# Instructions for the task
Would you restate all the entries exactly, leaving nothing out?

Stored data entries
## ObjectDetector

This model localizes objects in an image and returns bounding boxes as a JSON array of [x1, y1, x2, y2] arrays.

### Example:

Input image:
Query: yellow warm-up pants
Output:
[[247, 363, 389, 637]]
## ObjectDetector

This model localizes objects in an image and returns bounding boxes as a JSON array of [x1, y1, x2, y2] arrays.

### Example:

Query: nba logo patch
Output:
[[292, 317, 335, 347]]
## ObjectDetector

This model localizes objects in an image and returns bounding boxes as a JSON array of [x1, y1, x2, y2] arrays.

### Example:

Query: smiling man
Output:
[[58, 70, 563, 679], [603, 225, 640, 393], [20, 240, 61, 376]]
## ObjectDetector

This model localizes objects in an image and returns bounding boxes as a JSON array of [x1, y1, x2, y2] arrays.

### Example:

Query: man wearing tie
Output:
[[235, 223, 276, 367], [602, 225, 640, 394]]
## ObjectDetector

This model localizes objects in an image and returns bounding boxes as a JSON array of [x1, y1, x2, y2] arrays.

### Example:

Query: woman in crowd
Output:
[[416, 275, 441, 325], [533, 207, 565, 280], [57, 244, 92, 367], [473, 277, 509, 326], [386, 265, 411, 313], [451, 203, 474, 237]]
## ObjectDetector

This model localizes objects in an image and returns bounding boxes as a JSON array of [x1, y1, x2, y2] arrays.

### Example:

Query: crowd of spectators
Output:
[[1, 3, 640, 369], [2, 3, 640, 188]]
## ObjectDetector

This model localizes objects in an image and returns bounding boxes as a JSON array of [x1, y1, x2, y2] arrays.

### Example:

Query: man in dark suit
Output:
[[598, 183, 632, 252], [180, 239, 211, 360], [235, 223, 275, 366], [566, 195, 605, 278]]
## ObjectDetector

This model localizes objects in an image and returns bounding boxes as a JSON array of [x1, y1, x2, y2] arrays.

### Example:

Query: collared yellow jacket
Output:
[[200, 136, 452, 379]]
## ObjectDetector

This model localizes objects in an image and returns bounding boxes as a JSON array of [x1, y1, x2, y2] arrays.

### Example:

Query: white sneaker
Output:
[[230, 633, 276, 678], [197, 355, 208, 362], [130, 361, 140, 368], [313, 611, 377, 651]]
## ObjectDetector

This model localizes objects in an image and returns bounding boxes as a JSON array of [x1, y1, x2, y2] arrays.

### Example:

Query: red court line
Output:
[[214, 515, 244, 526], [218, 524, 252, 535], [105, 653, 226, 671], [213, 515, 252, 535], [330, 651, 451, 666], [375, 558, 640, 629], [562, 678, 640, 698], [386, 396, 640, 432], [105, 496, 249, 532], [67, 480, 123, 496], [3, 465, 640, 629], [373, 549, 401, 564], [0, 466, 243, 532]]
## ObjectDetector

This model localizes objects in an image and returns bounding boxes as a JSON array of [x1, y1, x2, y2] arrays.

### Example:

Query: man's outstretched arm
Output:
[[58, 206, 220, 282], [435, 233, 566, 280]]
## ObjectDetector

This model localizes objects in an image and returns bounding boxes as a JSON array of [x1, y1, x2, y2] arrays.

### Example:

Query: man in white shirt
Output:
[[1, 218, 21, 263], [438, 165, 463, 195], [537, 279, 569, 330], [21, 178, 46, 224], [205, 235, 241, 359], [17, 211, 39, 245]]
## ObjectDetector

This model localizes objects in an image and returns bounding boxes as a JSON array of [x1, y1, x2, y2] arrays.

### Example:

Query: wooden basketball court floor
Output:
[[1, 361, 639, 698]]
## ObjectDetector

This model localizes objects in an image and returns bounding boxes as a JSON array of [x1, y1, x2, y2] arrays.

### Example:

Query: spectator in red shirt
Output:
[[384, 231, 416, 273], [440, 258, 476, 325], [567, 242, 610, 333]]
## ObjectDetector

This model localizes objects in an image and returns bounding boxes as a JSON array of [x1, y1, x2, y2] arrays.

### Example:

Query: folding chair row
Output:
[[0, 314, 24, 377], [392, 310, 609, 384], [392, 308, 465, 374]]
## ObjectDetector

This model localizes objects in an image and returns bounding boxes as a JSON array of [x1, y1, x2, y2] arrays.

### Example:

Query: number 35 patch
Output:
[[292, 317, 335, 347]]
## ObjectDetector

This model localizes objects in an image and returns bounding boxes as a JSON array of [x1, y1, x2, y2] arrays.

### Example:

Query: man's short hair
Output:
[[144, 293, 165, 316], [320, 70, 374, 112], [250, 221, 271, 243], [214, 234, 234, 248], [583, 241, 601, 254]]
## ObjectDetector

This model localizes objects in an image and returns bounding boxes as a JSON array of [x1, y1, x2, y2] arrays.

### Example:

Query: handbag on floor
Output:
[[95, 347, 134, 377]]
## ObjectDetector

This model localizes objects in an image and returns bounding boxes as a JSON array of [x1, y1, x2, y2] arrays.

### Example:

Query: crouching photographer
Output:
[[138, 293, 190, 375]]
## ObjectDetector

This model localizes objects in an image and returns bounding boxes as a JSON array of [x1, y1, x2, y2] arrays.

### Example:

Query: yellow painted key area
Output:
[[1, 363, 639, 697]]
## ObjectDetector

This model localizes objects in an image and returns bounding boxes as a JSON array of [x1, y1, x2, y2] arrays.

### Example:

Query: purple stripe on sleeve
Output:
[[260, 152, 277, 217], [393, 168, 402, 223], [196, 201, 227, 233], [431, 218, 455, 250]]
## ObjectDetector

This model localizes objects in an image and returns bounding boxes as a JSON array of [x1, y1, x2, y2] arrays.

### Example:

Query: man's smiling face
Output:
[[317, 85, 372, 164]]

# Answer for this exercise
## ObjectDetector

This model localizes objects in an image and returns bounding boxes as a JSON array of [x1, y1, x2, y2] arrays.

### Example:

Input image:
Query: yellow warm-up pants
Output:
[[247, 363, 389, 637]]
## ObjectDetector

This model localizes objects in an image and returns bounding boxes as a JSON array of [x1, y1, x2, y2] arrays.

### Example:

Query: nba logo patch
Output:
[[292, 317, 335, 347]]
## ObjectDetector

This model localizes objects in an image and returns bounding boxes as a JSON array of [x1, y1, x2, y2] arrays.

### Example:

Query: smiling man
Output:
[[58, 70, 563, 679], [603, 225, 640, 393], [20, 240, 61, 376]]
## ObjectDetector

This model localizes objects in an image and returns bounding boxes as a JSON array of [x1, y1, x2, y2] arrays.

### Example:

Query: man wearing tie
Output:
[[235, 223, 276, 367], [602, 225, 640, 394]]
## ObjectDetector

This model localizes objects in an image and returns bounding boxes as a JSON array of [x1, y1, x2, y2] arrays.

### Example:

Query: woman in crowd
Output:
[[416, 275, 441, 325], [533, 207, 565, 280], [57, 244, 92, 367], [473, 277, 509, 326], [386, 265, 411, 313], [451, 203, 474, 237]]
## ObjectDetector

This model localizes objects in an image and returns bounding boxes as a JSON array of [x1, y1, x2, y2] arrays.

### Example:

Query: crowd of spectators
Output:
[[1, 3, 640, 369], [2, 3, 640, 188]]
## ObjectDetector

This model localizes objects in an image and returns bounding boxes as a JSON array of [x1, y1, x2, y2] arrays.

### Example:

Query: man in dark suit
Output:
[[598, 183, 632, 252], [180, 239, 211, 360], [235, 223, 275, 366], [566, 195, 605, 278]]
## ObjectDetector

This model localizes objects in an image and returns bounding boxes as a JSON array of [x1, y1, x2, y2] arrays.

### Example:

Query: collared yellow jacket
Output:
[[200, 136, 452, 379]]
## ObjectDetector

This model localizes objects in an image and returns bounding boxes as a JSON array of [x1, y1, x2, y2] arrays.

### Example:

Query: white sneaker
Output:
[[230, 633, 276, 678], [197, 355, 208, 362], [130, 361, 140, 368], [313, 611, 377, 651]]
## ObjectDetector

This model localizes objects in an image and returns bounding boxes as a JSON array of [x1, y1, x2, y2] arrays.

### Example:

Query: red court line
Output:
[[214, 515, 244, 526], [218, 524, 252, 535], [105, 653, 226, 671], [213, 515, 252, 535], [330, 651, 451, 666], [375, 558, 640, 629], [562, 678, 640, 698], [386, 396, 640, 432], [105, 496, 249, 532], [67, 480, 123, 496], [3, 465, 640, 629], [373, 549, 401, 564], [0, 466, 243, 532]]
## ObjectDetector

This model localizes objects in an image and returns bounding boxes as a JSON array of [x1, y1, x2, y2] arrays.

### Example:

Query: man's outstretched arm
Output:
[[58, 206, 220, 282], [435, 233, 566, 280]]
## ObjectDetector

This model localizes objects in an image and returns bounding boxes as a JSON array of [x1, y1, x2, y2] arrays.

### Example:

Query: man in white shirt
Output:
[[1, 218, 21, 263], [438, 165, 463, 195], [537, 279, 569, 330], [21, 178, 46, 224], [205, 235, 241, 359], [17, 211, 39, 245]]
## ObjectDetector

This model localizes objects in an image and returns bounding boxes as a JSON array of [x1, y1, x2, y2] arrays.

### Example:

Query: wooden basketball court floor
Output:
[[1, 361, 639, 698]]
## ObjectDetector

This model localizes objects in an image and returns bounding boxes as a JSON array of [x1, y1, x2, y2] arrays.

### Example:

Query: spectator in red shirt
Output:
[[384, 231, 416, 273], [440, 258, 476, 325], [567, 242, 610, 333]]
## ObjectDetector

This model localizes objects in an image and returns bounding boxes as a JSON array of [x1, y1, x2, y2] arrays.

### Example:

Query: folding chair row
Output:
[[0, 314, 24, 377], [392, 310, 609, 384], [392, 308, 465, 374]]
## ObjectDetector

This model localizes objects in an image and returns bounding boxes as a JSON array of [x1, y1, x2, y2] arrays.

### Example:

Query: number 35 patch
Output:
[[292, 317, 335, 347]]
## ObjectDetector

This model localizes objects in an image and returns bounding boxes as a JSON array of [x1, y1, x2, y2] arrays.

### Example:

Query: man's short hair
Output:
[[144, 293, 165, 316], [320, 70, 374, 112], [250, 221, 271, 243], [214, 234, 234, 248], [583, 241, 601, 254]]
## ObjectDetector

This model localizes objects in an image and returns bounding boxes as a JSON array of [x1, y1, x2, y2] arrays.

### Example:

Query: handbag on floor
Output:
[[95, 347, 134, 377]]
## ObjectDetector

This model localizes objects in an image and returns bounding boxes as a JSON array of [x1, y1, x2, y2] arrays.

### Example:

Query: crouching photographer
Output:
[[138, 293, 190, 375]]
## ObjectDetector

This model localizes objects in an image and returns bounding boxes as a JSON array of [x1, y1, x2, y2] arrays.

### Example:

Query: yellow painted key area
Output:
[[1, 363, 639, 697]]
## ObjectDetector

This model localizes objects in an image and returns bounding boxes as a JSON array of [x1, y1, x2, y2] arrays.

### Example:

Query: purple stripe on sleeve
Output:
[[260, 152, 277, 217], [393, 168, 402, 223], [196, 201, 227, 233], [431, 218, 455, 250]]
## ObjectDetector

This model localizes objects in an image and returns bounding boxes as a JSON array of [x1, y1, x2, y2] arrays.

### Example:

Query: man's smiling face
Output:
[[317, 85, 372, 164]]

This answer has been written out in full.